**Try it:**
A complete answer lists every line of the entries below where the string "coordinates" appears.

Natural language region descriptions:
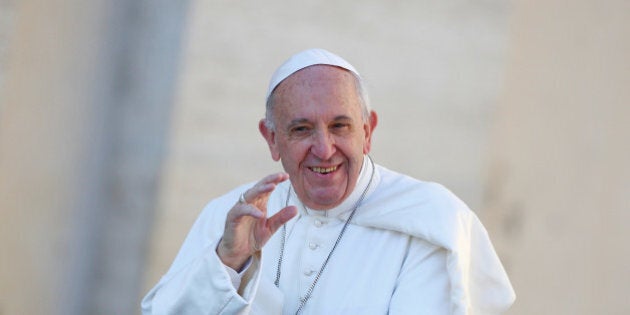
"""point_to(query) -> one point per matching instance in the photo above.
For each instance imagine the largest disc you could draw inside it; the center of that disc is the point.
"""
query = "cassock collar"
(345, 207)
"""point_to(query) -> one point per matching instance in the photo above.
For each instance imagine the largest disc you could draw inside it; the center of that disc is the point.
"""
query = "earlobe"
(270, 136)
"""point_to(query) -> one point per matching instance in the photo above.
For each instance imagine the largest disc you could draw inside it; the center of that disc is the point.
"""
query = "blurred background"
(120, 120)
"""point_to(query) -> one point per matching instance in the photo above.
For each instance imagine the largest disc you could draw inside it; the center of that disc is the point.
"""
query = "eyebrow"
(300, 121)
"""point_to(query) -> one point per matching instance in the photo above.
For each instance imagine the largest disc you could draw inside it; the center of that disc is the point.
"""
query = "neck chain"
(309, 292)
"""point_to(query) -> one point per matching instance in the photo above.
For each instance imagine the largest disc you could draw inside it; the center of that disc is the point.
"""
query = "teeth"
(323, 170)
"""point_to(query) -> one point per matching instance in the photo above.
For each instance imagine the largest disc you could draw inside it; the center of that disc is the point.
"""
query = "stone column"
(83, 122)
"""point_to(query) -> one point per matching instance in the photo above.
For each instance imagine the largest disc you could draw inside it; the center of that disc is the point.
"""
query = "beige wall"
(559, 186)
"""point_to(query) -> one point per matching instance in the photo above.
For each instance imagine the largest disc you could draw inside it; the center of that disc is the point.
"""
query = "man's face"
(320, 134)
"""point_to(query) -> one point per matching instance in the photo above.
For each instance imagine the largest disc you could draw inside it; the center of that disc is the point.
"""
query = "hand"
(247, 228)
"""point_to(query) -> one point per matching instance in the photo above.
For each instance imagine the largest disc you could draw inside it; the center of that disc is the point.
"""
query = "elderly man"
(343, 235)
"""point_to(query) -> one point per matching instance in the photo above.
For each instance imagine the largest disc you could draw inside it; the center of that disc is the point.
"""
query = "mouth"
(323, 170)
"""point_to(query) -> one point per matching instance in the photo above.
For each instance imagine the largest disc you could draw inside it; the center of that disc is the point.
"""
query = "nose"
(323, 146)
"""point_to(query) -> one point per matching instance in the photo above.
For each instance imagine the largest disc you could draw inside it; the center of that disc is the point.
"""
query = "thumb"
(280, 218)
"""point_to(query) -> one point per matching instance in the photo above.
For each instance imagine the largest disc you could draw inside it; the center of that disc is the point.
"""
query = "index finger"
(265, 185)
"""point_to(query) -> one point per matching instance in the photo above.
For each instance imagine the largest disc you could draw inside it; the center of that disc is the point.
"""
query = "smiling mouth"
(323, 170)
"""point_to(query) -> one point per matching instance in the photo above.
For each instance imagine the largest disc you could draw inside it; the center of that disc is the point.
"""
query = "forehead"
(317, 90)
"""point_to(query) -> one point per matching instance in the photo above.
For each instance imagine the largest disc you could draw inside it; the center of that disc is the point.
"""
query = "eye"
(340, 126)
(299, 130)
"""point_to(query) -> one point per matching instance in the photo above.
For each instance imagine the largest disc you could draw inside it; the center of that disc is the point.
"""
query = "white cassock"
(412, 247)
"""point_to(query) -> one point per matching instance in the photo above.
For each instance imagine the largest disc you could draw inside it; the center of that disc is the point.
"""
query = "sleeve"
(423, 285)
(197, 281)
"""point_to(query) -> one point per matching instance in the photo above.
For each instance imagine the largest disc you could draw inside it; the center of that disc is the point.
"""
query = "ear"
(270, 137)
(369, 127)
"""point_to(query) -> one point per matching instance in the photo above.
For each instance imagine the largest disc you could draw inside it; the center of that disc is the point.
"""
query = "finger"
(264, 186)
(283, 216)
(244, 210)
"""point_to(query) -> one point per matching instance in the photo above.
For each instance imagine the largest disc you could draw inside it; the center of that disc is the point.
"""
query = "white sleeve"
(235, 276)
(203, 287)
(199, 283)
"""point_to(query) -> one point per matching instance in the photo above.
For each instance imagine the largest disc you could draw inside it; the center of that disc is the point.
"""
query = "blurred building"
(119, 120)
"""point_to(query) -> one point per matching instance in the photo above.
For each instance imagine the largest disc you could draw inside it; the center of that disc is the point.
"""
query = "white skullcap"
(304, 59)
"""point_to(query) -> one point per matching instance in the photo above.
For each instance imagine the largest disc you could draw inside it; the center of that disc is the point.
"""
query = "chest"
(359, 277)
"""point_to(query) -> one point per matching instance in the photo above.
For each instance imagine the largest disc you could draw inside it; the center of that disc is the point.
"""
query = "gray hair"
(360, 89)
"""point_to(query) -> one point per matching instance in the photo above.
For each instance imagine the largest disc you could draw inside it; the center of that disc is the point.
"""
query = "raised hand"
(247, 228)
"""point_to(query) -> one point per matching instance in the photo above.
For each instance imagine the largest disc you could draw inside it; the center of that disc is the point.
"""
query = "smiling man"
(342, 235)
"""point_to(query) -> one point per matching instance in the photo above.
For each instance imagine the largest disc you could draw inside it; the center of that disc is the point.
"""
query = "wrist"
(234, 261)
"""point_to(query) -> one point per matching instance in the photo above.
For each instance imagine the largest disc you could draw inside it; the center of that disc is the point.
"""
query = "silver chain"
(309, 292)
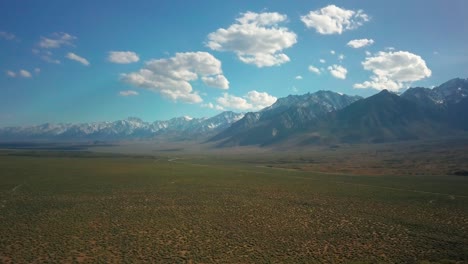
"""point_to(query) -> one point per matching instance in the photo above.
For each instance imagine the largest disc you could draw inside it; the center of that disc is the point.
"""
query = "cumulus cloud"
(334, 20)
(216, 81)
(171, 77)
(256, 39)
(11, 74)
(45, 55)
(123, 57)
(128, 93)
(394, 70)
(252, 101)
(73, 56)
(338, 71)
(314, 69)
(25, 74)
(213, 106)
(359, 43)
(57, 40)
(7, 36)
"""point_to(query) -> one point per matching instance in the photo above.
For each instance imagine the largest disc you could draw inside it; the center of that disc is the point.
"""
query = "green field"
(88, 207)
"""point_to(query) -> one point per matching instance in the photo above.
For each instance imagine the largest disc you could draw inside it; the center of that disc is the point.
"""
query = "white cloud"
(256, 39)
(171, 77)
(128, 93)
(334, 20)
(123, 57)
(21, 73)
(57, 40)
(73, 56)
(394, 70)
(45, 55)
(7, 36)
(338, 71)
(24, 73)
(213, 106)
(359, 43)
(10, 74)
(252, 101)
(216, 81)
(314, 69)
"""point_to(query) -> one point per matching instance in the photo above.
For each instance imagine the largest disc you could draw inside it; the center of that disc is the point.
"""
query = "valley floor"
(171, 207)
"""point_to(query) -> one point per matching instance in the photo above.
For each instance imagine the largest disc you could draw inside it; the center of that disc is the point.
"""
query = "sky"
(87, 61)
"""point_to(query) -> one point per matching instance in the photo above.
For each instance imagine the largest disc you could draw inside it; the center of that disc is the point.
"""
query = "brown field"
(394, 203)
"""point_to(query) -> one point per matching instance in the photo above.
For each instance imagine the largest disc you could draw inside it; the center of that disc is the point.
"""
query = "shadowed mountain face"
(283, 119)
(323, 117)
(180, 128)
(326, 117)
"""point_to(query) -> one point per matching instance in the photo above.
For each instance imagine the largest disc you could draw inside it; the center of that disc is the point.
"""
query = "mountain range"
(323, 117)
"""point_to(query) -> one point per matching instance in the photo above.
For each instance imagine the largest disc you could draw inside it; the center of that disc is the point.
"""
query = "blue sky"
(85, 61)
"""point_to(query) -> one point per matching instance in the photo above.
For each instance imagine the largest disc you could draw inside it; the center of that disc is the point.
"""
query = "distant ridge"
(323, 117)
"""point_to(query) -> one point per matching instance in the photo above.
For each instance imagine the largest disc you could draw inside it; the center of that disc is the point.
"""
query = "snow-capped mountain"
(130, 128)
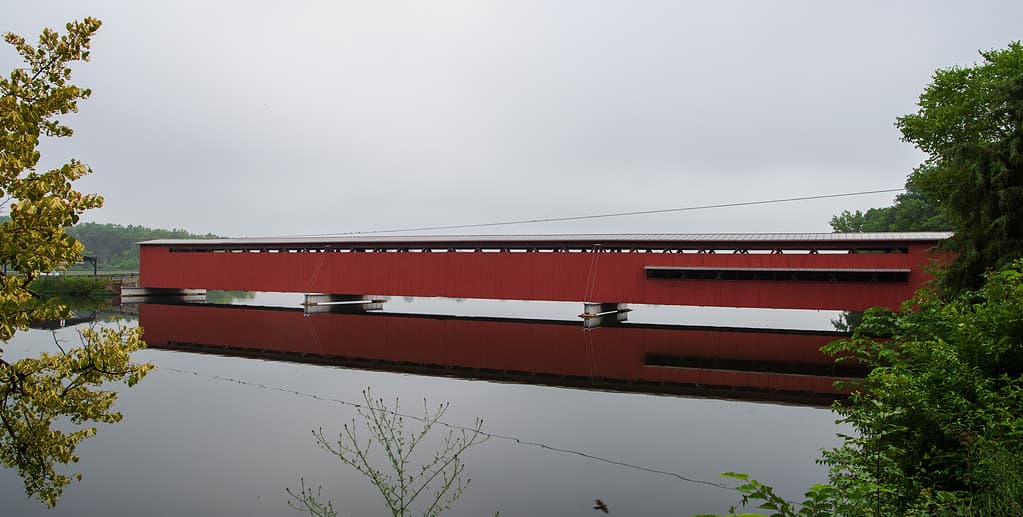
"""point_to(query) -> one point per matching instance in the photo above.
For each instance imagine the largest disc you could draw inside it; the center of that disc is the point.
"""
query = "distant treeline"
(115, 246)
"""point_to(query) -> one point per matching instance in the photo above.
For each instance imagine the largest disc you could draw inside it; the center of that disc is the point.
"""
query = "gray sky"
(254, 118)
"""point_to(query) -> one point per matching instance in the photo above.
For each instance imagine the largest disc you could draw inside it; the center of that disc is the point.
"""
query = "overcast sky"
(252, 118)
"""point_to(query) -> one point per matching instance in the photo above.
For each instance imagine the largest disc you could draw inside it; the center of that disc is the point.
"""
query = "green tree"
(63, 387)
(436, 482)
(970, 124)
(912, 212)
(939, 419)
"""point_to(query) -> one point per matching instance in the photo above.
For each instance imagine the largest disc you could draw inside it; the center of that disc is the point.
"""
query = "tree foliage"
(938, 421)
(48, 402)
(970, 124)
(115, 246)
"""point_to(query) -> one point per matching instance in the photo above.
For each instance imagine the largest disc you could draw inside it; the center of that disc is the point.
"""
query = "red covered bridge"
(780, 270)
(754, 363)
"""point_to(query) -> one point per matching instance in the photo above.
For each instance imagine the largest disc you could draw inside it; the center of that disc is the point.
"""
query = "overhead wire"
(597, 216)
(456, 427)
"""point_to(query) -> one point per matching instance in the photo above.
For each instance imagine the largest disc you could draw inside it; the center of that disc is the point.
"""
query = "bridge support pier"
(142, 295)
(595, 314)
(334, 304)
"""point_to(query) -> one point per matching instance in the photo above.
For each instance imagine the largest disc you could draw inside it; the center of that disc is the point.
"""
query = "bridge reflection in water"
(711, 361)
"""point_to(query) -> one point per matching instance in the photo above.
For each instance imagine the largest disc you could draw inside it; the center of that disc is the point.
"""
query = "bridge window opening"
(830, 275)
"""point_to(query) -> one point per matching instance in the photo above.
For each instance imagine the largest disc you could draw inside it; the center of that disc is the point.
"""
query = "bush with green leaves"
(939, 420)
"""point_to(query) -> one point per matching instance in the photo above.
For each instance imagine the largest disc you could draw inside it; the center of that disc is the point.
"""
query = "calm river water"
(637, 416)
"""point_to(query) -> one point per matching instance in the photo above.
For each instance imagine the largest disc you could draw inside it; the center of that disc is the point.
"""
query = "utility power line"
(605, 215)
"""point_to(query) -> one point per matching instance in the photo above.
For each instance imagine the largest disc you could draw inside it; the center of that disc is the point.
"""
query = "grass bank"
(75, 286)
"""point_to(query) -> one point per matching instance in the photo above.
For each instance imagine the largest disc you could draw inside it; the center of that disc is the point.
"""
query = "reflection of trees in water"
(48, 403)
(848, 320)
(225, 297)
(436, 482)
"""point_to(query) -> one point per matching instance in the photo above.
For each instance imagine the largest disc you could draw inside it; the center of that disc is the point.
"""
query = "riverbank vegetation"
(939, 420)
(71, 285)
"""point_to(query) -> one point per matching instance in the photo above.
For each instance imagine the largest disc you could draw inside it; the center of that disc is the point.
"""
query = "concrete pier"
(319, 303)
(142, 295)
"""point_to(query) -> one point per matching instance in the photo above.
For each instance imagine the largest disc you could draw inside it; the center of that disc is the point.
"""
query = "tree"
(438, 479)
(970, 124)
(65, 386)
(937, 421)
(912, 212)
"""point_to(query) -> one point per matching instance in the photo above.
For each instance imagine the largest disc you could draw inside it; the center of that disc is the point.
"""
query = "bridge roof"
(609, 240)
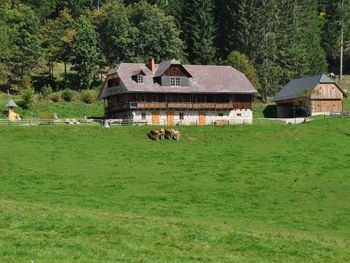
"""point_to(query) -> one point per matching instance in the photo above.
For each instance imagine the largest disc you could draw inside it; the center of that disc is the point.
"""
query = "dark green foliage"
(199, 31)
(27, 97)
(46, 91)
(89, 96)
(254, 193)
(5, 54)
(85, 54)
(25, 48)
(241, 62)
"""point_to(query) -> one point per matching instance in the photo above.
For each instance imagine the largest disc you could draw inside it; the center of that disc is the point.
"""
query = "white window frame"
(175, 82)
(140, 79)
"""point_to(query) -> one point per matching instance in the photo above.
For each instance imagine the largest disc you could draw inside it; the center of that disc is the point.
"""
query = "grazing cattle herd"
(169, 134)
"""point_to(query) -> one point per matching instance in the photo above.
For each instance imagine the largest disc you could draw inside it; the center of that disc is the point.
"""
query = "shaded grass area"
(222, 194)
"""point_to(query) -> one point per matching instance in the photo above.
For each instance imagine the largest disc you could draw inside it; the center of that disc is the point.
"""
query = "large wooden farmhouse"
(309, 96)
(171, 93)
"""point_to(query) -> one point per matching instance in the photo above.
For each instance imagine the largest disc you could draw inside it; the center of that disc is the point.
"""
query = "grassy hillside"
(222, 194)
(41, 107)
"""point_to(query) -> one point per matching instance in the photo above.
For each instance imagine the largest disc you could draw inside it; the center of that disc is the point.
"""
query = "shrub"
(27, 97)
(88, 96)
(45, 115)
(46, 91)
(241, 62)
(68, 95)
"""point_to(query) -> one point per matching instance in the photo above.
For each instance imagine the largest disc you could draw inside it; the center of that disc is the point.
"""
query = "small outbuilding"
(309, 96)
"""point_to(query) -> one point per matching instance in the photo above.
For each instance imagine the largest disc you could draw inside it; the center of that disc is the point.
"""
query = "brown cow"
(169, 133)
(176, 135)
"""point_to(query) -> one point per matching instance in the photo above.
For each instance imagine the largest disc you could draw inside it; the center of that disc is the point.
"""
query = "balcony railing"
(178, 105)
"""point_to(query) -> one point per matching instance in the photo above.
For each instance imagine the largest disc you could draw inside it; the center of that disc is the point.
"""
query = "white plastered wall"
(192, 117)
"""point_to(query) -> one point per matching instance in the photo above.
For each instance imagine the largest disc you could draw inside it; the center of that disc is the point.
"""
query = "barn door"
(202, 118)
(155, 118)
(170, 118)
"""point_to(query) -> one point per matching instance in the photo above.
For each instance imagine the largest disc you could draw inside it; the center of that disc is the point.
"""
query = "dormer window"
(140, 79)
(175, 82)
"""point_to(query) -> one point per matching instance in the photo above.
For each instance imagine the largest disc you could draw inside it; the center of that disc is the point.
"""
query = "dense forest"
(271, 41)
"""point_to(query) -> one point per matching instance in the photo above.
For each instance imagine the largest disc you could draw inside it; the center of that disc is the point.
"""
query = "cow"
(154, 134)
(176, 135)
(162, 133)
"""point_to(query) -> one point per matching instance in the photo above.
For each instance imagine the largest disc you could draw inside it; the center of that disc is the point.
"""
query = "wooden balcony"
(178, 106)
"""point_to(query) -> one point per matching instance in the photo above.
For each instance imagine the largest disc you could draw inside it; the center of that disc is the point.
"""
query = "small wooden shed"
(309, 96)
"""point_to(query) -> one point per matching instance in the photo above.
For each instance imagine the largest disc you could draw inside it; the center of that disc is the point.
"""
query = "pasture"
(262, 193)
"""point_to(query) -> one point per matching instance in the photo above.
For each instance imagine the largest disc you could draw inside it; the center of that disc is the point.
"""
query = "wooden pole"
(341, 41)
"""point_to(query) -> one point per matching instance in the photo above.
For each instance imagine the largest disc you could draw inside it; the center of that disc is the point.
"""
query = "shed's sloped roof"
(204, 79)
(297, 87)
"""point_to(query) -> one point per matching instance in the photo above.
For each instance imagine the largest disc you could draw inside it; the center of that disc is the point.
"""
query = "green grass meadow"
(262, 193)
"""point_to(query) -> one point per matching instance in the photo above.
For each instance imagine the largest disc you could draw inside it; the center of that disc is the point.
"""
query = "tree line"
(271, 41)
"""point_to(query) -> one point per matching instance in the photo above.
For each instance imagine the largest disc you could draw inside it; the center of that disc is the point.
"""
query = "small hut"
(309, 96)
(12, 115)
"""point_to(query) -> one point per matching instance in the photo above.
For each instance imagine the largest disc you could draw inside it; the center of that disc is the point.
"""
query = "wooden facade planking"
(319, 106)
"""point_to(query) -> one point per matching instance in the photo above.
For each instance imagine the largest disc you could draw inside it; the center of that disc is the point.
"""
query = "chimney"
(152, 65)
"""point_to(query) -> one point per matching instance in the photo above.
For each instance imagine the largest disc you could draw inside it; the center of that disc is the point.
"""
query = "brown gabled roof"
(204, 79)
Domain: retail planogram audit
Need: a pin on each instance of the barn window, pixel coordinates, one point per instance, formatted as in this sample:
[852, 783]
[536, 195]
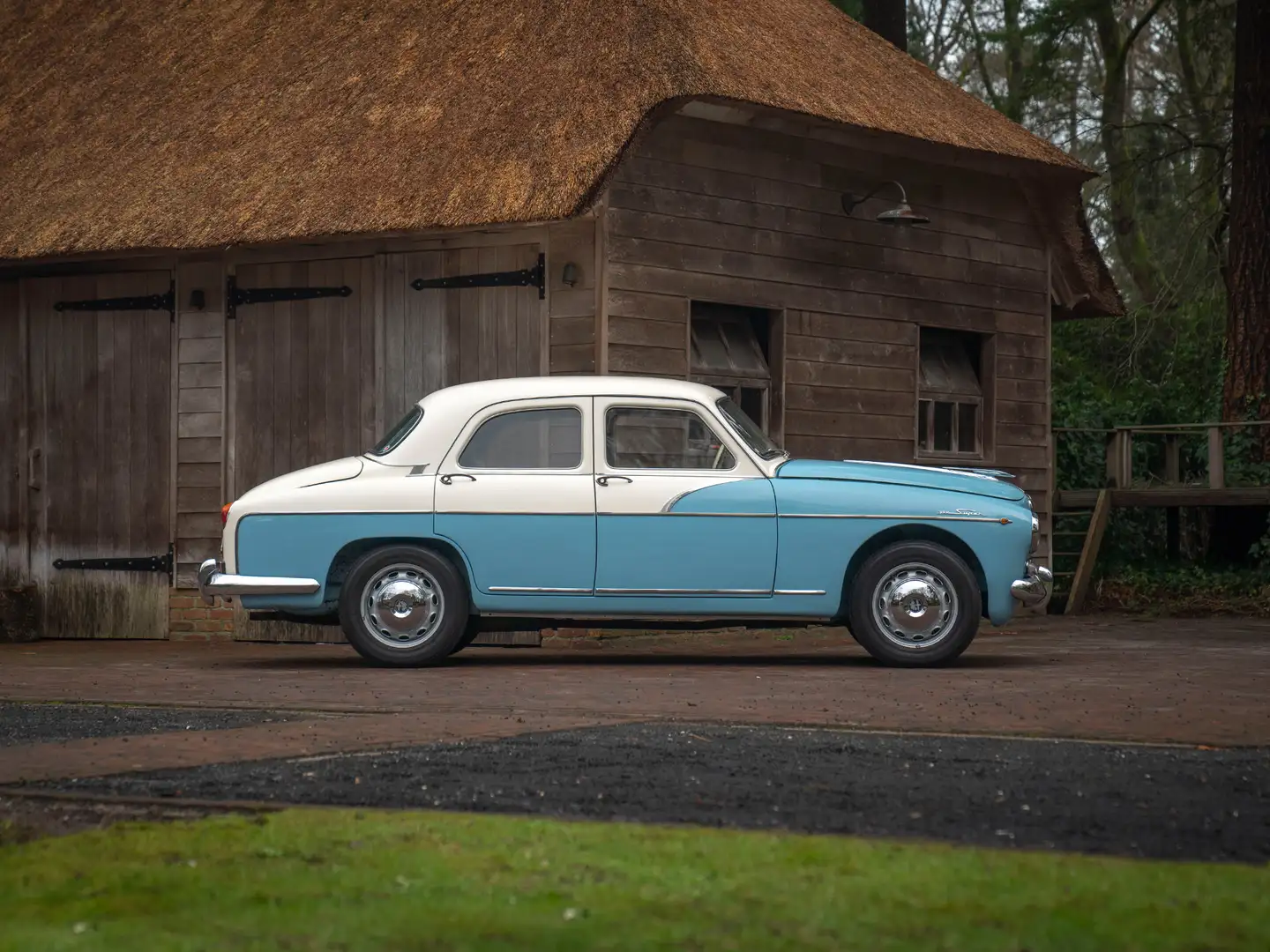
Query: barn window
[732, 351]
[950, 406]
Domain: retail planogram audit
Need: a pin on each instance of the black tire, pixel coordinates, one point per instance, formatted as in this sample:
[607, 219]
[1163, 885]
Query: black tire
[946, 605]
[469, 636]
[433, 600]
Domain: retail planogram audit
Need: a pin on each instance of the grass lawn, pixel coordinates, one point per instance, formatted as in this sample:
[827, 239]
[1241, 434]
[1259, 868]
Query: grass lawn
[367, 880]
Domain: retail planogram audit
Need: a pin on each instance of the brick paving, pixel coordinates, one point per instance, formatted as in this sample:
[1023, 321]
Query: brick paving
[1192, 682]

**Completed exercise:**
Need: a pin on each instance of the barn window, pixel coordinates, one point per instance, formatted as in this sample:
Need: a pin on each instance of the black tire, pixel coordinates, one point per instance, formatted as in this sample:
Need: a pin on each instance of the grass lawn, pixel coordinates, one point per instance, formatted as in this sample:
Need: a pin on each instance of the brick paving, pixel coordinates, one point per instance, formatted as in this sample:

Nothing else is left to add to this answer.